SUPPLIED DATA =>

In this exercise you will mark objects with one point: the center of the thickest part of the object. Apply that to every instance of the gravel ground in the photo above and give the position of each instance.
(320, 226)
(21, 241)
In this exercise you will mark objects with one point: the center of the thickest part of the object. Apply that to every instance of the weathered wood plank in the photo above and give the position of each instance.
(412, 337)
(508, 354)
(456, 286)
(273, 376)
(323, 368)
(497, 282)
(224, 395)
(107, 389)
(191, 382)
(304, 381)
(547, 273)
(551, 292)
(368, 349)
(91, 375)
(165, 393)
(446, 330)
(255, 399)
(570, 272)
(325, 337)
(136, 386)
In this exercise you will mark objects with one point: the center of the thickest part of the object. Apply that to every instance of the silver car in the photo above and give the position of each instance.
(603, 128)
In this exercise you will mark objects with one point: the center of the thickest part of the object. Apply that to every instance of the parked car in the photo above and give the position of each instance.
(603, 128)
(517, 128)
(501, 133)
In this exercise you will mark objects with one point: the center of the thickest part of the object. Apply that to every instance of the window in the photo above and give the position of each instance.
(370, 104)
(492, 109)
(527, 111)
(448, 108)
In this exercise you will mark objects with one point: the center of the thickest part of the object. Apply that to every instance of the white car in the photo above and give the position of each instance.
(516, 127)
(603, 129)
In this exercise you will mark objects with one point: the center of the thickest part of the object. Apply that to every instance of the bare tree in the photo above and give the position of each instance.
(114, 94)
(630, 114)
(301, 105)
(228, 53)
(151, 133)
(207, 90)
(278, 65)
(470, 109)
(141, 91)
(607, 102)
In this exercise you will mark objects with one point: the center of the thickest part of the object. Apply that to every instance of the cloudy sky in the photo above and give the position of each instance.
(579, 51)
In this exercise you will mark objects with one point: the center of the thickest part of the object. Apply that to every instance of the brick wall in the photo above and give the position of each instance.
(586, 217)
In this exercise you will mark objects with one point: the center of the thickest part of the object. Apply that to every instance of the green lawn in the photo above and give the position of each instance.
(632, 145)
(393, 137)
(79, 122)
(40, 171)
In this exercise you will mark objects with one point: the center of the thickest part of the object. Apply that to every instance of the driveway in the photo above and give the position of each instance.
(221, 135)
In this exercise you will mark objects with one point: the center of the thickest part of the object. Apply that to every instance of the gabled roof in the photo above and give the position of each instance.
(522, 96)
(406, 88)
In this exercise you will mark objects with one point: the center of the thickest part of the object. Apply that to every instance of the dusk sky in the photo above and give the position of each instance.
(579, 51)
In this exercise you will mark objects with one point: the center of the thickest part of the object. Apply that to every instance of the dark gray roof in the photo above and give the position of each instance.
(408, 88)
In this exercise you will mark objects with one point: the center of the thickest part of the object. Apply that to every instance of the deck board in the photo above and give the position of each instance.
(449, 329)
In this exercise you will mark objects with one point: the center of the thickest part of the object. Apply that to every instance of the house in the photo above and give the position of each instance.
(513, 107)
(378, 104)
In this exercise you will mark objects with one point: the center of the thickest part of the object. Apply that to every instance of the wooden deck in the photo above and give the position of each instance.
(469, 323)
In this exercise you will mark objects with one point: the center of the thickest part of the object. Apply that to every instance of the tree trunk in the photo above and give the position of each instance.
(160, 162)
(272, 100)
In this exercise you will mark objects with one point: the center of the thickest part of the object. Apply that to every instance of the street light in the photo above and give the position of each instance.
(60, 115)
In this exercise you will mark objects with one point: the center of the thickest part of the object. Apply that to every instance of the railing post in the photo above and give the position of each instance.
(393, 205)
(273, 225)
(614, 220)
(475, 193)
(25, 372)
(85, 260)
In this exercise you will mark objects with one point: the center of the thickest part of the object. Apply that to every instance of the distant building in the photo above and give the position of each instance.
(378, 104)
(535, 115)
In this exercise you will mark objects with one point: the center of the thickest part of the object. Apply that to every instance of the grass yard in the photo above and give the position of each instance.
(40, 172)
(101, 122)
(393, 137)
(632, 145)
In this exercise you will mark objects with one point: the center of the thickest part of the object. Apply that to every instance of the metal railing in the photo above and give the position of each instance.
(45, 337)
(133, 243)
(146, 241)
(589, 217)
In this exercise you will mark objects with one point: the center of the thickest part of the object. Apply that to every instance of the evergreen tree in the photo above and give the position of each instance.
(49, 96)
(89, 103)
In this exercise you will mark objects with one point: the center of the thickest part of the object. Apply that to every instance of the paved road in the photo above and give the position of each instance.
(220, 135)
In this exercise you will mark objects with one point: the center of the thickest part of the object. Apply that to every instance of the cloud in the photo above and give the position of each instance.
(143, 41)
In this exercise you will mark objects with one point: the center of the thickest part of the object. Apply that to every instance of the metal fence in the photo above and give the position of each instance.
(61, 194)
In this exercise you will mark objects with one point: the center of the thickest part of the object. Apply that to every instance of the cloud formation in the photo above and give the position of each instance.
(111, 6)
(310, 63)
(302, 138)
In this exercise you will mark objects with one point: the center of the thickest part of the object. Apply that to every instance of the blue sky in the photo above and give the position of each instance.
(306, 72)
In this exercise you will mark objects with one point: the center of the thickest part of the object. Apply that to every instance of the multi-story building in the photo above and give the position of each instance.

EXERCISE PROMPT => Each of the records is to be written out again without alteration.

ANSWER BELOW =>
In this exercise you will mark objects with one point: the center of the thickest part of the object. Apply that to every instance of the gravel ground in the photo above and give the position of each instance.
(320, 226)
(21, 241)
In this exercise you will mark objects with one point: the center of the thickest part of the object. Apply that to every instance of the weathered wood plank in the photo above and give the position of each instance.
(412, 337)
(508, 354)
(456, 286)
(273, 376)
(323, 368)
(497, 282)
(224, 395)
(107, 389)
(191, 382)
(304, 381)
(547, 273)
(551, 292)
(368, 349)
(91, 375)
(165, 393)
(446, 330)
(255, 399)
(570, 272)
(325, 337)
(136, 386)
In this exercise you will mark objects with one point: the center of the thickest part of the object. Apply that to every instance of the silver car in the photo above and give the position of each instance.
(603, 128)
In this exercise you will mark objects with one point: the center of the thickest part of the object. Apply that to every instance of the parked car in the photo above and give the position of each instance.
(603, 128)
(517, 128)
(501, 133)
In this exercise you will mark objects with one point: the center of the thickest part of the object. Apply that to every instance of the window in the photo above and give the position of each instance.
(370, 104)
(492, 109)
(527, 111)
(448, 108)
In this exercise you will mark objects with one point: the center of the thickest part of the object. Apply that to every instance of the white car in the photo above and give the position of each instance.
(516, 127)
(603, 129)
In this exercise you will mark objects with one point: the center of the thickest part of the object. Apply that to every instance of the bare tree in the photo above and give the position of each instance.
(114, 94)
(630, 114)
(301, 105)
(228, 53)
(151, 133)
(207, 90)
(278, 65)
(470, 109)
(141, 91)
(607, 102)
In this exercise you will mark objects with one point: the center of the thickest part of the object. Apply that to every instance of the cloudy sky in the photo above and give the position of each instance.
(579, 51)
In this exercise you will mark objects with one point: the center of the thickest part of the object. Apply that to every instance of the brick wall in the photo above and give the position of each instance.
(586, 217)
In this exercise you will mark objects with one point: the center of the thickest part of the object. Apply that to every instance of the green lawn in the photo above and give the position of each instance.
(632, 145)
(393, 137)
(79, 122)
(40, 171)
In this exercise you will mark objects with one point: the center of the thickest part of the object. Apply that to every instance of the driveway in the photo above and give the position of each instance.
(221, 135)
In this exercise you will mark objects with one point: the center of the thickest part of the object. Apply that to every instance of the gabled roof in the photo above and give the position of each instance.
(522, 96)
(406, 88)
In this exercise you will mark objects with one point: the center of the thickest part of the object. Apply that to every instance of the dusk sky in the photo above and give the position of each instance.
(579, 51)
In this exercise you will mark objects with one point: the center of the thickest part of the object. Apply that to every instance of the dark gray roof in the photo above and give the position of each instance.
(408, 88)
In this exercise you will mark objects with one point: the center of the thickest part of the object. Apply that to every instance of the deck board in the photo above and give the position of each instance.
(449, 329)
In this exercise you will mark objects with one point: the center of the thickest part of the object. Apply that to every instance of the house in the photo above and give the position of each instance.
(513, 107)
(378, 104)
In this exercise you will mark objects with one point: the center of the thickest part of the object. Apply that to every instance of the wooden deck in the photo above and give the position of each instance.
(469, 323)
In this exercise you will mark objects with one point: the center of the thickest part of the object. Apply that to every instance of the tree trunk in the photo above and give the position of each instance.
(160, 162)
(272, 100)
In this exercise you will mark objects with one point: the center of the thickest part of the object. Apply that to every instance of the street light in the photo above and give the position of each instance.
(60, 115)
In this exercise you will mark objects with one point: the center of the thickest part of the object. Apply that to every instance of the railing post in the photo above and give the position of each instance.
(393, 205)
(273, 225)
(614, 220)
(475, 193)
(25, 372)
(85, 260)
In this exercise you will mark objects with one point: the center of the thickest part of the object. Apply that to every instance of the distant building in the photo above and give the position of each instance.
(378, 104)
(535, 115)
In this exercise you will mark objects with one point: the center of the thickest part of the object. Apply that to every instance of the grass yard in the photo above and give the position of each instance.
(40, 172)
(101, 122)
(393, 137)
(632, 145)
In this exercise you will mark objects with one point: the center of the thickest part of the object. Apply that to every instance of the metal railing in the photo above and give the position of each instance.
(45, 337)
(133, 243)
(146, 241)
(589, 217)
In this exercise you will mark objects with one point: the center of the thickest part of the object. Apply that to every instance of the evergreen tree in the photo above and give the position of each instance.
(49, 96)
(89, 103)
In this exercise you will mark objects with one point: the center of the thickest part of the object. Apply that to every instance of the paved road in the photo above and give the position of each instance.
(220, 135)
In this exercise you will mark objects with one point: the center of the thickest part of the object. Apply that to every instance of the cloud in the photo above and give the position of each instance.
(143, 41)
In this exercise you will mark objects with one point: the center of the thickest part of the object. Apply that to every instance of the metal fence in the photo above and give the position of each instance.
(61, 194)
In this exercise you will mark objects with one point: the center of the thickest part of the object. Apply that to every instance of the cloud formation in the photo above and give the position of each instance.
(111, 6)
(310, 63)
(302, 138)
In this exercise you will mark objects with one point: the center of the thickest part of the object. Apply that to every instance of the blue sky in the photo above and give the position of each instance.
(306, 72)
In this exercise you will mark objects with one point: the center of the thickest part of the object. Apply that to every instance of the multi-story building in the photo above and give the position of each instance.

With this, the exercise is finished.